> **Stated problem 1**:
In the purchase agreement amendment, how many shares of restricted common stock must the Buyer issue as the Stock Consideration?
> **Stated problem 2**:
Transcribe the passage of the purchase agreement amendment starting at "Exhibit 10.1" and ending at "set forth below.".

------ Quoted text

Form: 8-K

Current report filing

November 5, 2024

Exhibit 10.1

 

AMENDMENT TO MEMBERSHIP INTERESTS PURCHASE AGREEMENT

 

This Amendment (this “Amendment”), effective as of the 4th day of November, 2024, to the Membership Interests Purchase Agreement, dated February 7, 2024 (the “Purchase Agreement”), by and among Safe and Green Development Corp., a Delaware corporation (the “Buyer”), the members listed on Exhibit A attached thereto (the “Members”) of Majestic World Holdings LLC, a Wyoming limited liability company (the “Company” and, collectively with the Members, the “Sellers,” and Matthew A. Barstow, an individual (the “Sellers Representative”). Capitalized terms used herein without definition shall have the meanings assigned in the Purchase Agreement.  

 

WHEREAS, the Buyer and Sellers desire to amend the Purchase Agreement as set forth below.

 

NOW THEREFORE, in consideration of the premises and the mutual promises contained herein and for other good and valuable consideration, the receipt and sufficiency of which is hereby acknowledged, the parties hereto agree to amend the Purchase Agreement as follows:

 

1. Amendment.

 

1.1 The defined term “Conversion Rate” as set forth in “Article 1: DEFINITIONS” of the Purchase Agreement is hereby deleted in its entirety

 

1.2 Section 2.2 of the Purchase Agreement is hereby deleted in its entirety and replaced with the following:

 

Consideration. As full and total consideration (the “Aggregate Purchase Price”) for the purchase by the Buyer of the Membership Interests, the Buyer shall (a) issue a total of 500,000 shares of restricted common stock (the “SGD Stock”) of the Buyer (the “Stock Consideration”), in the amount set forth next to each Member’s name on Exhibit A; and (b) pay to the Members the cash consideration in an amount set forth next to each Member’s name on Exhibit A in the aggregate amount of One Hundred Fifty Four Thousand Six Hundred and Seventy Five Dollars $154,675.00 (the “Cash Consideration”). The Aggregate Purchase Price shall be paid as follows: (i) one hundred percent (100%) of the Stock Consideration shall be issued to the Members at Closing and (ii) one hundred percent (100%) for amounts less than Five Thousand $5,000 and fifty percent (50%) for amounts more than Five Thousand $5,000 of the Cash Consideration shall be paid to the Members or Employees on or before October 31st, 2024, and except as set forth on Exhibit A as it relates to Vikash Jain, the remaining fifty percent (50%) of the Cash Consideration shall be paid to the Members on or before December 1st, 2024 (the “Payment Date”). The Membership Interests shall be transferred and assigned to Buyer as follows: (y) Sixty-eight and one quarter percent (68.25%) of the Membership Interests shall be transferred and assigned to Buyer at Closing, and (z) the remaining 31.75% shall be transferred and assigned to Buyer on the Payment Date. In addition, on the Payment Date, the Company’s outstanding promissory notes in the aggregate principal amount of $337,226.29 due and payable to the order of Akwasi Oppong, Vikash Jain and Matthew Barstow, shall each be cancelled and deemed satisfied in full and retired.”

------------
------ Given information

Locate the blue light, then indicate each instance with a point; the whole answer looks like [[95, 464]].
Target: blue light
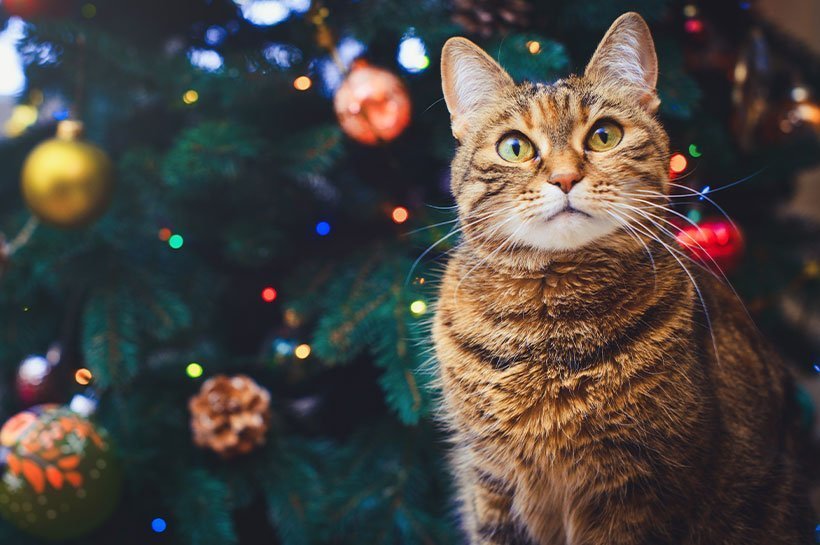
[[323, 228]]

------------

> **Worked solution 1**:
500,000 shares

> **Worked solution 2**:
Exhibit 10.1

 

AMENDMENT TO MEMBERSHIP INTERESTS PURCHASE AGREEMENT

 

This Amendment (this “Amendment”), effective as of the 4th day of November, 2024, to the Membership Interests Purchase Agreement, dated February 7, 2024 (the “Purchase Agreement”), by and among Safe and Green Development Corp., a Delaware corporation (the “Buyer”), the members listed on Exhibit A attached thereto (the “Members”) of Majestic World Holdings LLC, a Wyoming limited liability company (the “Company” and, collectively with the Members, the “Sellers,” and Matthew A. Barstow, an individual (the “Sellers Representative”). Capitalized terms used herein without definition shall have the meanings assigned in the Purchase Agreement.  

 

WHEREAS, the Buyer and Sellers desire to amend the Purchase Agreement as set forth below.